Brano di testo:
Qualche tempo dopo la prima jam session di una certa importanza, quella con Pierre Bensusan al Velvet di Castiglion Fiorentino (AR), arrivò a suonare nel locale un vero e proprio mostro sacro della chitarra, quel JOHN RENBOURN che insieme ad un vero e proprio gruppo di fenomeni diede vita ai PENTANGLE ed al folk revival britannico. Vista la precedente esperienza con Pierre Bensusan, il mio già citato amico Paolo Brasini (mi ripeto un pò ma devo davvero molto a questa persona, grazie Paolino!) pensò bene di organizzare una vera e propria ospitata nell’ambito del concerto, con tanto di prove pomeridiane e soundcheck; insomma un concerto in piena regola insieme ad uno dei miei eroi di sempre!

Mi presentai quindi carico di emozione al locale: dopo i saluti di rito ci mettemmo sul palco e provammo un pezzo che  avevo pensato di suonare con il low whistle, ottenendo però risultati solo discreti, nessuno sembrò particolarmente soddisfatto. Andai a cena con una sensazione mista di reverenza e fifa, perchè le prove non erano state davvero tranquillizzanti….

La magia di certe situazioni, però, mi venne in soccorso poco dopo.

Materiale mostrato:
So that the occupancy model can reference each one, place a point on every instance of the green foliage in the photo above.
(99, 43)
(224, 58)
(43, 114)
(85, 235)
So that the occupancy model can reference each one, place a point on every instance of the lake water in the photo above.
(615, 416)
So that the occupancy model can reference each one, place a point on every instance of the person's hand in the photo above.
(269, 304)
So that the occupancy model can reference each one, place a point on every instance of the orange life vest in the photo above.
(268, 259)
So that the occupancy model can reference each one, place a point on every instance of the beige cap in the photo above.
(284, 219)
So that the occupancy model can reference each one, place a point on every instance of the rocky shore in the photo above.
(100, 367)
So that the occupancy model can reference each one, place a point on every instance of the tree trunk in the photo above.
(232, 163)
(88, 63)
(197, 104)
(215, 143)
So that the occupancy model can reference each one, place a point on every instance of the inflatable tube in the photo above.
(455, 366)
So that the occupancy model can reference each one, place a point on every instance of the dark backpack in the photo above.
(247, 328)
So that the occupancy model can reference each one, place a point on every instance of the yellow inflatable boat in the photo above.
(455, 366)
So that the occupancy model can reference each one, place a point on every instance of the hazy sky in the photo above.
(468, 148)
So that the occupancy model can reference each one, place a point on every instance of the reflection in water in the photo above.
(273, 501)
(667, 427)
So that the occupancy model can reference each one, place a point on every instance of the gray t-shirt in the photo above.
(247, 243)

---

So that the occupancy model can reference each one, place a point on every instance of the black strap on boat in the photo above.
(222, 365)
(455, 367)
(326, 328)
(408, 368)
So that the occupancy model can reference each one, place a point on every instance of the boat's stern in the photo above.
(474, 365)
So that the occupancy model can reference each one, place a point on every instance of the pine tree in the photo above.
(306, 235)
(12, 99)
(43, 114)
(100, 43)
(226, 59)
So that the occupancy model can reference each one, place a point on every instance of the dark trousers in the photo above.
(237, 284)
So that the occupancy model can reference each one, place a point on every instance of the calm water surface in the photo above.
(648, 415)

==

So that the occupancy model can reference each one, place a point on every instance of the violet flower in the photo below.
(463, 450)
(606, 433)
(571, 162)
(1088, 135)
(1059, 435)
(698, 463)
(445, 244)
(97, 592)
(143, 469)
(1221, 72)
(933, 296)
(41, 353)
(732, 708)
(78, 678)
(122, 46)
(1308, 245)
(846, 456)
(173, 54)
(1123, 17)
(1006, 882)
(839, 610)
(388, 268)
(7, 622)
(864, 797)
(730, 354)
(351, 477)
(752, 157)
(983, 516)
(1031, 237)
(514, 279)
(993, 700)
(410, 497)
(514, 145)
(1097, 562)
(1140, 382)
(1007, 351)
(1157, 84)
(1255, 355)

Breve esercizio:
Ripeti parola per parola l'intero brano sulla serata con John Renbourn. Per svolgere l'esercizio basta il brano di testo, senza ricorrere alle righe.

Risultato dell'esercizio:
Qualche tempo dopo la prima jam session di una certa importanza, quella con Pierre Bensusan al Velvet di Castiglion Fiorentino (AR), arrivò a suonare nel locale un vero e proprio mostro sacro della chitarra, quel JOHN RENBOURN che insieme ad un vero e proprio gruppo di fenomeni diede vita ai PENTANGLE ed al folk revival britannico. Vista la precedente esperienza con Pierre Bensusan, il mio già citato amico Paolo Brasini (mi ripeto un pò ma devo davvero molto a questa persona, grazie Paolino!) pensò bene di organizzare una vera e propria ospitata nell’ambito del concerto, con tanto di prove pomeridiane e soundcheck; insomma un concerto in piena regola insieme ad uno dei miei eroi di sempre!

Mi presentai quindi carico di emozione al locale: dopo i saluti di rito ci mettemmo sul palco e provammo un pezzo che  avevo pensato di suonare con il low whistle, ottenendo però risultati solo discreti, nessuno sembrò particolarmente soddisfatto. Andai a cena con una sensazione mista di reverenza e fifa, perchè le prove non erano state davvero tranquillizzanti….

La magia di certe situazioni, però, mi venne in soccorso poco dopo.